··· Estratto del documento

È questo l’ampio dibattito medico, sociale e politico in cui i vescovi hanno introdotto la loro breve “Guida per le cerimonie di transizione di genere” [Guidance for gender transition services, ndr]. Il documento è senza dubbio retto da buone intenzioni ma manca della seria analisi teologica richiesta per affrontare le questioni filosofiche, antropologiche e sociali in gioco nel pubblico dibattito.
Noi firmatari ci impegniamo senza riserve all’accoglienza di tutti nelle nostre chiese e nelle nostre comunità di fede, affinché ognuno possa udire ed essere invitato a rispondere alla buona novella di pentimento e fede in Gesù Cristo. Crediamo però che la Guida non sia il modo giusto per farlo, visto che solleva problemi non trascurabili per il credo e la pratica della Chiesa».
LE SETTE OBIEZIONI CAPITALI
La lettera prosegue evidenziando tali «problemi», riassunti nei 7 punti sintetizzati di seguito:
1) L’istituzione di fatto di una «nuova liturgia» intesa a celebrare la transizione sessuale, nonostante le rassicurazioni in senso contrario da parte dei vescovi.
2) L’uso a sproposito delle promesse battesimali per celebrare non una nuova vita in Cristo, ma una nuova situazione venutasi a creare in forza della volontà personale.
3) L’accostamento, attraverso le letture bibliche consigliate dalle linee guida, del cambio di nome conseguente alla transizione sessuale, alla volontà di Dio che intervenendo nella storia del suo popolo cambia anche il loro nome delle persone.
4) Il rigetto «senza riflessione teologica» della differenza tra uomo e donna, che però è un elemento fondamentale del disegno e della promessa di Dio.
5) Lo spirito tutt’altro che “pastorale” delle linee guida, nonostante le intenzioni dichiarate dai vescovi: non una parola, infatti, viene spesa in merito all’«impatto spesso traumatico» delle transizioni sessuali sugli amici e le famiglie delle persone coinvolte.

······
··· Estratto dei dati

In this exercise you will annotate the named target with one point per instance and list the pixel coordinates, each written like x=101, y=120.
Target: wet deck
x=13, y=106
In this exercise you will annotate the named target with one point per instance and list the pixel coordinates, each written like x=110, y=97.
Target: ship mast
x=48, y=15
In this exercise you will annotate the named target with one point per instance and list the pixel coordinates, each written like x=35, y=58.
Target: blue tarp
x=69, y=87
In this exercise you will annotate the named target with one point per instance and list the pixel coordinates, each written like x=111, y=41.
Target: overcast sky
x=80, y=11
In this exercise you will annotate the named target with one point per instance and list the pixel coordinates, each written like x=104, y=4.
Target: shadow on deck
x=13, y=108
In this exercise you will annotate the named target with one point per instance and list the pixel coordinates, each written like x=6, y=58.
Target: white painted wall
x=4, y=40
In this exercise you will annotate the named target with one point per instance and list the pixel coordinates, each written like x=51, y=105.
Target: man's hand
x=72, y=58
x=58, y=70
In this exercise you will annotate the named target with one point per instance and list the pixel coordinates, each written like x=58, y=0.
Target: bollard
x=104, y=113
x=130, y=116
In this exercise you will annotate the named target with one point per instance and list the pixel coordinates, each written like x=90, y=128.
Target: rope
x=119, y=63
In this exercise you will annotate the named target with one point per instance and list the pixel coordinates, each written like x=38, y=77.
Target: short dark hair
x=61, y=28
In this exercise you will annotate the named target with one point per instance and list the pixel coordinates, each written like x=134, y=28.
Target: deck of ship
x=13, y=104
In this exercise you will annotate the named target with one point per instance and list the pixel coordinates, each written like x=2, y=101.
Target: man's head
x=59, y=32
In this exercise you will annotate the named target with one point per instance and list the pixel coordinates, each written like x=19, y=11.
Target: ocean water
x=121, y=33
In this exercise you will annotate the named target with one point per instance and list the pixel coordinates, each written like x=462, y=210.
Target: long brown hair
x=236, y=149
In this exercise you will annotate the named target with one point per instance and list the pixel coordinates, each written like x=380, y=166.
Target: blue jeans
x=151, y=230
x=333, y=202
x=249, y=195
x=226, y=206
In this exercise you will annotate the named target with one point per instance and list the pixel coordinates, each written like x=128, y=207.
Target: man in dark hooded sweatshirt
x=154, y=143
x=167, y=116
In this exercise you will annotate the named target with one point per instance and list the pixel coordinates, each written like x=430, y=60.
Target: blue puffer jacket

······

Scopo dell'esercizio: Riprendi il brano sulle obiezioni alla Guida dei vescovi e portalo avanti partendo subito dopo la sua ultima frase.

Risultato atteso:
6) Il mancato affronto, da parte della Chiesa, delle questioni tuttora apertissime in merito agli stessi interventi per il cambiamento del sesso: nemmeno nella comunità medica c’è consenso unanime rispetto alla transizione come soluzione alla disforia di genere.
7) Il carattere di riforma liturgica e dottrinale che caratterizza le linee guida, nonostante il fatto che la sua applicazione sia stata dichiarata non obbligatoria.
LA RICHIESTA DEI FIRMATARI
Per tutti questi motivi, gli anglicani che hanno sottoscritto la lettera chiedono ai loro pastori di «rivedere, rimandare o ritirare le linee guida finché tali domande non saranno affrontate in maniera adeguata». Come riporta l’agenzia Reuters, la Chiesa d’Inghilterra ha reso noto attraverso un portavoce che il testo dei 2.800 dissenzienti sarà preso in «seria considerazione», ribadendo tuttavia che «la Guida non è una riformulazione o una nuova posizione sulle questioni riguardanti il genere, né cambia l’insegnamento della Chiesa».
«NARRAZIONE ANTI-TRANS»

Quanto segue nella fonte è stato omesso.